**WRITTEN TASK:**
Write out the complete material exactly as it stands.

Dataset records:
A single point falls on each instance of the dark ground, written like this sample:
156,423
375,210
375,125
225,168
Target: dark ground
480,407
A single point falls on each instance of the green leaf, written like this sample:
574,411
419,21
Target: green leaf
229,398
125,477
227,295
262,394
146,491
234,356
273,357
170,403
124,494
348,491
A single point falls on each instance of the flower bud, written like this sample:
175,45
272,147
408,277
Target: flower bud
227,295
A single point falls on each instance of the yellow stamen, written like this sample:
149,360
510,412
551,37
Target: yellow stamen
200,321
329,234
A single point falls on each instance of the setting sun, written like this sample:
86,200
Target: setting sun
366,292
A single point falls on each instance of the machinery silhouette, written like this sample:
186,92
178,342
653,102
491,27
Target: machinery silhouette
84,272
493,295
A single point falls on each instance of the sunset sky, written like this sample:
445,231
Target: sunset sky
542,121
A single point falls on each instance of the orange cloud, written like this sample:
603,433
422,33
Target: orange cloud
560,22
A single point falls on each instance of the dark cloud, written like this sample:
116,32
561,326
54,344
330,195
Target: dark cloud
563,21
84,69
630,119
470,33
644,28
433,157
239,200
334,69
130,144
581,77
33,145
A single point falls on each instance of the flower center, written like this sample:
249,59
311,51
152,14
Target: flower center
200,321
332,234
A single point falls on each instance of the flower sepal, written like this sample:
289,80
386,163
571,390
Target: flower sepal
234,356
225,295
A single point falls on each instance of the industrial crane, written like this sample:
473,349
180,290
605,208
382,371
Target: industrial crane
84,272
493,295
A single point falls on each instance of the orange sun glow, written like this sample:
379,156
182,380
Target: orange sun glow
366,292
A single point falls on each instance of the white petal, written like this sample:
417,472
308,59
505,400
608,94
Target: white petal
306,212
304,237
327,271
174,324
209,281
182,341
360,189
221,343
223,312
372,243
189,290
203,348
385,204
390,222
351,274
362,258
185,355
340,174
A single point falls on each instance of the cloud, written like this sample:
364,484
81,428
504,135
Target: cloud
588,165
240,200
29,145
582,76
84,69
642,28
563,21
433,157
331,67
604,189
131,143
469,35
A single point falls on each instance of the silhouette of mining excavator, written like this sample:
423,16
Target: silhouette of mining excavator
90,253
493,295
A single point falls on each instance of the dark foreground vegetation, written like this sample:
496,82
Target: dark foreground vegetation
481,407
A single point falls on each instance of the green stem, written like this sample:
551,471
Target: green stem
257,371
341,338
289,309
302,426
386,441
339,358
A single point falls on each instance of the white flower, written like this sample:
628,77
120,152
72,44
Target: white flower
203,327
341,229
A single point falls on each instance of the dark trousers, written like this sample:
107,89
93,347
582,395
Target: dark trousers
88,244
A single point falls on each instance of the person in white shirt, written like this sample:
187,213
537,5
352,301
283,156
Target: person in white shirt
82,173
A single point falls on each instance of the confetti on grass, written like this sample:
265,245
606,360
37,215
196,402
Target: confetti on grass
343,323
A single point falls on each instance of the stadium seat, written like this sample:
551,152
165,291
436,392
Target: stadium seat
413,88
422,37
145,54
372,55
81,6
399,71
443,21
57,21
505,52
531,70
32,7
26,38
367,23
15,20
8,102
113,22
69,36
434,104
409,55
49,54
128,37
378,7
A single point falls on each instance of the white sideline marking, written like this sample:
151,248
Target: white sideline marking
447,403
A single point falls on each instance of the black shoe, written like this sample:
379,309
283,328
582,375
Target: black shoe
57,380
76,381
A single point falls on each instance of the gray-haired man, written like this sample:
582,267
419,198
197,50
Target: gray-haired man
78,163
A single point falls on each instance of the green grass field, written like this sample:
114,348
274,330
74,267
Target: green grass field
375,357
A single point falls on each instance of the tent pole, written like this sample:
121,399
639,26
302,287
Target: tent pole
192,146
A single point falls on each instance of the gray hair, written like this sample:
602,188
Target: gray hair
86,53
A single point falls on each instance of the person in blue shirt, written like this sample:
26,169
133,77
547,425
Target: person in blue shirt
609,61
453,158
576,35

**WRITTEN SOLUTION:**
A single point falls on each instance of the dark ground, written like this sample:
156,423
375,210
375,125
225,168
Target: dark ground
480,407
A single point falls on each instance of the green leaf, written like this sample:
574,411
419,21
Target: green leaf
229,398
125,477
227,295
262,394
146,491
234,356
273,357
170,403
124,494
348,491
A single point falls on each instance of the flower bud, written like this sample:
175,45
272,147
408,277
Target: flower bud
227,295
A single point falls on each instance of the yellow stamen, written like this sample:
149,360
510,412
551,37
Target: yellow stamen
200,321
329,234
A single point falls on each instance of the setting sun, written like this sample:
86,200
Target: setting sun
366,292
A single point falls on each instance of the machinery silhouette, written like this sample:
186,92
178,342
653,102
491,27
Target: machinery silhouette
84,272
493,295
A single point falls on each instance of the sunset sky, written like this sample:
445,231
Target: sunset sky
542,121
A single point falls on each instance of the orange cloud, written like this sample:
603,433
422,33
Target: orange cloud
560,22
A single point falls on each instance of the dark cloud, written like this sample:
116,32
561,326
54,344
330,195
Target: dark cloud
563,21
84,69
630,119
470,33
644,28
433,157
239,200
334,69
130,144
581,77
33,145
A single point falls on each instance of the flower center, written like this sample:
249,59
311,51
152,14
Target: flower center
200,321
332,234
A single point falls on each instance of the flower sepal, written like this sample:
289,80
386,163
571,390
Target: flower sepal
234,356
225,295
A single point falls on each instance of the industrial crane, written like this sample:
473,349
180,290
605,208
382,371
Target: industrial crane
84,272
493,295
A single point falls on each instance of the orange sun glow, written like this sample:
379,156
182,380
Target: orange sun glow
366,292
A single point falls on each instance of the white petal, written like this sample:
417,472
308,59
505,400
608,94
Target: white petal
306,212
304,237
327,271
174,324
209,281
182,341
360,189
221,343
223,312
372,243
189,290
203,348
385,204
390,222
351,274
362,258
185,355
340,174
A single point falls on each instance of the cloud, written like this sample:
364,484
81,428
504,135
Target: cloud
588,165
240,200
29,145
582,76
84,69
642,28
563,21
433,157
331,67
604,189
131,143
469,35
A single point falls on each instance of the silhouette of mining excavator, written like this sample:
423,16
Target: silhouette of mining excavator
90,253
493,295
A single point falls on each instance of the dark foreground vegetation, written like this sample:
496,82
Target: dark foreground vegetation
481,407
A single point falls on each instance of the green stem, written like this sample:
551,471
Target: green stem
257,371
341,338
289,309
302,426
386,441
339,358
A single point falls on each instance of the white flower, written like this sample:
628,77
120,152
72,44
Target: white flower
203,327
341,229
A single point falls on each instance of the dark trousers, written like this sample:
107,89
93,347
582,395
Target: dark trousers
88,244
A single point falls on each instance of the person in white shirt, written like this sample:
187,213
537,5
352,301
283,156
Target: person in white shirt
82,173
A single point falls on each instance of the confetti on grass, written like this sample:
265,245
606,360
37,215
196,402
Target: confetti on grass
343,323
A single point falls on each instance of the stadium seat, written like this sample:
551,152
165,291
436,392
Target: stadium seat
413,88
422,37
145,54
372,55
81,6
399,71
443,21
57,21
505,52
531,70
32,7
26,38
367,23
15,20
8,102
113,22
69,36
434,104
409,55
49,54
128,37
378,7
A single point falls on each instance of the white sideline marking, written like this sample:
151,248
Target: white sideline marking
447,403
A single point falls on each instance of the black shoe, written like this sample:
379,309
283,328
582,375
Target: black shoe
57,380
76,381
A single point falls on each instance of the gray-haired man, written like this sample:
582,267
419,198
197,50
Target: gray-haired man
78,163
A single point falls on each instance of the green grass field, written like this sample:
114,348
274,330
74,267
Target: green grass field
375,357
A single point falls on each instance of the tent pole, written like this sample:
121,399
639,26
302,287
Target: tent pole
192,146
A single point falls on each instance of the gray hair, written like this sample:
602,188
Target: gray hair
86,53
A single point falls on each instance of the person in blue shirt, written like this sample:
26,169
133,77
547,425
Target: person in blue shirt
609,61
453,158
576,35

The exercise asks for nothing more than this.